### [Given exercise]
Pick out every line in the records that contains the string "window", matching case exactly.

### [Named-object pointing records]
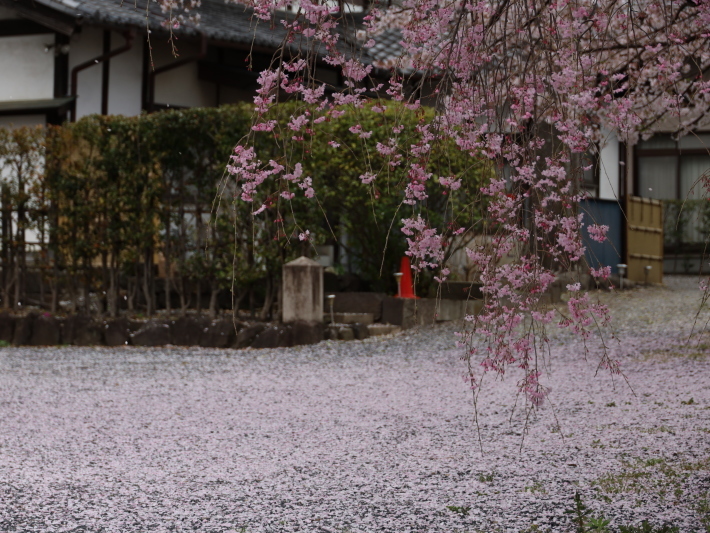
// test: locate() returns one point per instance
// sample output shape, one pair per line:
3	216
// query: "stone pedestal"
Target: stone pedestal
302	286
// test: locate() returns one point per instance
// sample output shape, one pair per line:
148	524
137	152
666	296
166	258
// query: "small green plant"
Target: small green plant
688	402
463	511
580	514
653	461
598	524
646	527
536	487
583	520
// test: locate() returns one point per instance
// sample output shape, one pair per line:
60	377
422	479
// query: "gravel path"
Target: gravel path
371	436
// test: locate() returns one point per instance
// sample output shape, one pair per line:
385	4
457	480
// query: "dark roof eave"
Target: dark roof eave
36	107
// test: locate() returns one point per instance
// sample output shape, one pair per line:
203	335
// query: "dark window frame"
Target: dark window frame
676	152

### [Result of this exercise]
// query: "dark window frame"
Target: dark window frame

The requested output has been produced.